[Entries from a point annotation set]
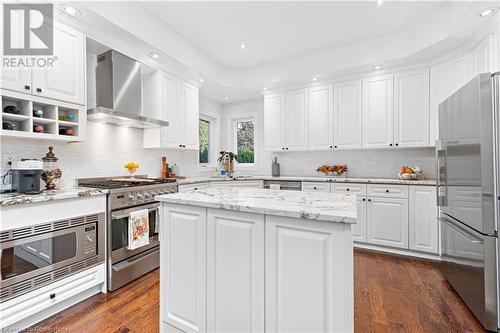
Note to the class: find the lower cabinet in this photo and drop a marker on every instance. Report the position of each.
(387, 221)
(235, 272)
(308, 272)
(183, 268)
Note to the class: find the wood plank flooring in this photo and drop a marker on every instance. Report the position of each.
(392, 294)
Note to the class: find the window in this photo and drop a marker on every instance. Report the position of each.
(245, 141)
(204, 128)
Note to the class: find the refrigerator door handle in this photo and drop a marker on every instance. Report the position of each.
(469, 235)
(441, 182)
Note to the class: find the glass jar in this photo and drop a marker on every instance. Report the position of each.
(51, 172)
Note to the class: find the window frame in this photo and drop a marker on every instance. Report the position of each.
(234, 128)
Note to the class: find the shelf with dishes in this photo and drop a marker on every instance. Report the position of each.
(26, 116)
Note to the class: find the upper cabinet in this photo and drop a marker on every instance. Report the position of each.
(65, 81)
(446, 78)
(168, 98)
(321, 118)
(411, 108)
(378, 112)
(274, 114)
(347, 114)
(296, 111)
(285, 121)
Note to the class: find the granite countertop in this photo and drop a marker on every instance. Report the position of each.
(328, 207)
(10, 199)
(395, 181)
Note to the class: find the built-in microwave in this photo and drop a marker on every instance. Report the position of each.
(33, 256)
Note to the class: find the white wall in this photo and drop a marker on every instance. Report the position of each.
(107, 148)
(361, 163)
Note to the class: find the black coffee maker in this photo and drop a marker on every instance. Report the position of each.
(26, 176)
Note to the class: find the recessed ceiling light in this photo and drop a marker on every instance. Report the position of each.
(71, 11)
(487, 12)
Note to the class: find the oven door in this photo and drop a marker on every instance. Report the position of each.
(119, 232)
(29, 257)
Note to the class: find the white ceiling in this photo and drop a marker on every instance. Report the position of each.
(276, 31)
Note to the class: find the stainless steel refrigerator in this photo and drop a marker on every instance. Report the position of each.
(468, 194)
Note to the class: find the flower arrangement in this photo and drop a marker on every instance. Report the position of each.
(333, 170)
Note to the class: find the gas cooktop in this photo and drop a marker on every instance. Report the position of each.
(110, 183)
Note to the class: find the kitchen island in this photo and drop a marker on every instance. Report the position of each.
(241, 259)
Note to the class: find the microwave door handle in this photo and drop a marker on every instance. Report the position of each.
(441, 181)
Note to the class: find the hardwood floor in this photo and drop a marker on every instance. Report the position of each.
(392, 294)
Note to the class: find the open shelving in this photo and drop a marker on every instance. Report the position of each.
(37, 117)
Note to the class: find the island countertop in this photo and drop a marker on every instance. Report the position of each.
(330, 207)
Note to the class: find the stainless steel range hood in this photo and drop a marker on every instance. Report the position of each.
(119, 93)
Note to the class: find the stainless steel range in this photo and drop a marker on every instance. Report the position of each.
(126, 196)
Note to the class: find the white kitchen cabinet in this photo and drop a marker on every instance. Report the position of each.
(296, 114)
(423, 224)
(484, 55)
(321, 118)
(359, 229)
(347, 115)
(387, 222)
(274, 117)
(316, 187)
(305, 290)
(66, 80)
(378, 112)
(446, 78)
(190, 101)
(183, 268)
(411, 108)
(235, 271)
(178, 103)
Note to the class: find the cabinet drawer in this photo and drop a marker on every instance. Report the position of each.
(33, 302)
(388, 191)
(192, 187)
(315, 187)
(349, 188)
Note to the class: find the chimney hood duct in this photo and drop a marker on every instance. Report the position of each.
(119, 93)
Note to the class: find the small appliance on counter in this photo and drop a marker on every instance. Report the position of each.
(26, 175)
(275, 167)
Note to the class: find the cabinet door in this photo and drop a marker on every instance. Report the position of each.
(296, 120)
(423, 222)
(235, 271)
(309, 276)
(183, 267)
(173, 135)
(378, 112)
(347, 115)
(411, 108)
(321, 118)
(191, 115)
(274, 118)
(17, 79)
(359, 229)
(387, 222)
(446, 78)
(66, 81)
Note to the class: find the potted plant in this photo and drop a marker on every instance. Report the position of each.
(226, 159)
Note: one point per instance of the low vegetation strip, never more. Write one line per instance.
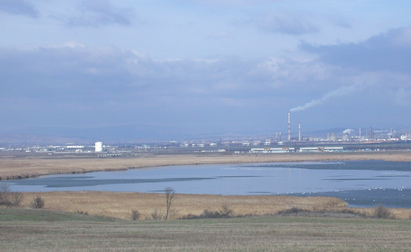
(44, 230)
(146, 206)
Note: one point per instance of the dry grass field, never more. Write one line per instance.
(42, 230)
(120, 204)
(32, 166)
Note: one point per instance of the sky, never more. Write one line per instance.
(205, 67)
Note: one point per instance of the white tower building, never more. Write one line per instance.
(98, 147)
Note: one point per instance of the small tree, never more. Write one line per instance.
(170, 193)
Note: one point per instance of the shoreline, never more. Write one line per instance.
(12, 168)
(120, 204)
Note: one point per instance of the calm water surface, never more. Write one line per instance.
(360, 183)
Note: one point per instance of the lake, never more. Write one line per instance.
(360, 183)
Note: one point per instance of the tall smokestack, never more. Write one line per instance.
(289, 126)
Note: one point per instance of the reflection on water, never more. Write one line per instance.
(362, 183)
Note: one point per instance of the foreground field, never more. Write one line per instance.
(120, 204)
(12, 167)
(41, 230)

▶ _GOAL_: All of the entries above should be copied exactly, except for the pictures.

▶ _CORRECT RESULT_:
Note to the class: find the lower cabinet in this photo and drop a marker on every instance. Report the position of each.
(387, 221)
(235, 272)
(308, 272)
(183, 268)
Note to the class: find the wood plank flooring in this photo and drop a marker on every instance. Report the position of each.
(392, 294)
Note to the class: find the window in this photo and drop a marker on every instance. Report the position of each.
(245, 141)
(204, 128)
Note to the class: find the refrigerator door handle in this photo and drop a marker on every instance. Report the position of each.
(469, 235)
(441, 182)
Note to the class: find the glass jar in this photo and drop a marker on every instance. Report the position of each.
(51, 172)
Note to the class: find the window frame in this photo and drop a marker on every instance. Report the position of each.
(234, 128)
Note to the class: find the shelf with dishes in this photo and drop a marker on every instance. Report the position of each.
(26, 116)
Note to the class: find the upper cabinet in this photo and drop a marker on every instance. Report the position of each.
(65, 81)
(446, 78)
(168, 98)
(321, 118)
(411, 108)
(378, 112)
(274, 114)
(347, 114)
(296, 111)
(285, 121)
Note to the class: find the granite countertop in this photo and drop a marker on every instance. Report the position of each.
(328, 207)
(10, 199)
(395, 181)
Note to the class: find the built-in microwave in this photo and drop a marker on every instance. Report the position of each.
(33, 256)
Note to the class: find the white wall in this photo and drop a marker on every instance. Report the position of each.
(107, 148)
(361, 163)
Note to the class: find the black coffee maker in this photo and drop a marker on every instance. Report the position of each.
(26, 176)
Note to the class: find the recessed ceiling light in this photo and drop a marker on every instance. Report the position of each.
(71, 11)
(487, 12)
Note to the class: find the oven door in this photo and drop a marker on every instance. Report the position of each.
(119, 232)
(29, 257)
Note to the class: find the white ceiling in this photo and drop a marker on every instance. Report the position of each.
(276, 31)
Note to the class: find the stainless steel refrigerator in this photo and drop a marker on every instance. Report the position of each.
(468, 194)
Note to the class: find the flower arrangement in this photo and drop a marker on every instance. Report the position of each.
(333, 170)
Note to the class: find the gas cooktop in this photo and drop a marker on every instance. Report the position of each.
(110, 183)
Note to the class: find the kitchen island in this photo and drop a marker on every instance. Report the position of each.
(241, 259)
Note to the class: find the microwave door handle in this photo and drop a marker on every instance. Report the position of each.
(441, 181)
Note to the class: find the hardwood floor in this photo and drop a marker on every instance. Report the position of each.
(392, 294)
Note to the class: find the open shelving in this photo and drop a marker on every instance. Report the position of each.
(37, 117)
Note to the class: find the island countertop in this photo and drop a marker on every instance. Report the position of each.
(330, 207)
Note to the class: find the stainless steel range hood in this photo and drop a marker on every instance. Report the position of each.
(119, 93)
Note to the class: find the stainless steel range in this photo and drop a marker on every instance. Report the position of each.
(126, 196)
Note to the class: find the white kitchen cabinet in this photo and drop a marker on every instance. Report the position of each.
(296, 114)
(423, 224)
(484, 55)
(321, 118)
(359, 229)
(347, 115)
(387, 222)
(274, 117)
(316, 187)
(305, 290)
(66, 80)
(378, 112)
(446, 78)
(190, 101)
(183, 268)
(411, 108)
(235, 271)
(178, 103)
Note to the class: find the cabinet drawer in this photo and drop a marker on every instance. Report the position of each.
(33, 302)
(388, 191)
(192, 187)
(315, 187)
(349, 188)
Note to the class: find the chimney hood duct in this photo and drop a marker on every instance. Report the position of each.
(119, 93)
Note to the class: find the small appliance on counter in this photo and drop a marker on every instance. Report the position of each.
(26, 175)
(275, 167)
Note to the class: find the cabinet door in this photo and drop a marker on every instance. Report the position of each.
(296, 120)
(423, 222)
(235, 271)
(309, 276)
(183, 267)
(173, 135)
(378, 112)
(347, 115)
(411, 108)
(321, 118)
(191, 115)
(274, 118)
(17, 79)
(359, 229)
(387, 222)
(446, 78)
(66, 81)
Note to the class: find the potted plant in this photo and drop a marker on every instance. Report the position of each.
(226, 159)
Note: one point per instance of the low vegetation strip, never more. Write one line per instance.
(44, 230)
(146, 206)
Note: one point per instance of the dry grass field, never more. Write one line per instance.
(42, 230)
(120, 204)
(32, 166)
Note: one point per instance of the sky, never more. Write one line per instance.
(205, 67)
Note: one point per instance of the white tower building, never more. Write one line per instance.
(98, 147)
Note: one point per instance of the small tree, never more. Write one line per instance.
(170, 193)
Note: one point per instance of the shoreline, never more. Write one line per instance.
(12, 168)
(120, 204)
Note: one point per instance of the calm water surface, never more. Write one line per instance.
(360, 183)
Note: one point per instance of the lake, never more. Write one line per instance.
(360, 183)
Note: one point per instance of the tall smokestack, never more. Write one line per instance.
(289, 126)
Note: one point per instance of the reflection on water, never more. Write one line per instance.
(362, 183)
Note: one point per instance of the foreground field, never more. Write one line per instance.
(120, 204)
(12, 167)
(41, 230)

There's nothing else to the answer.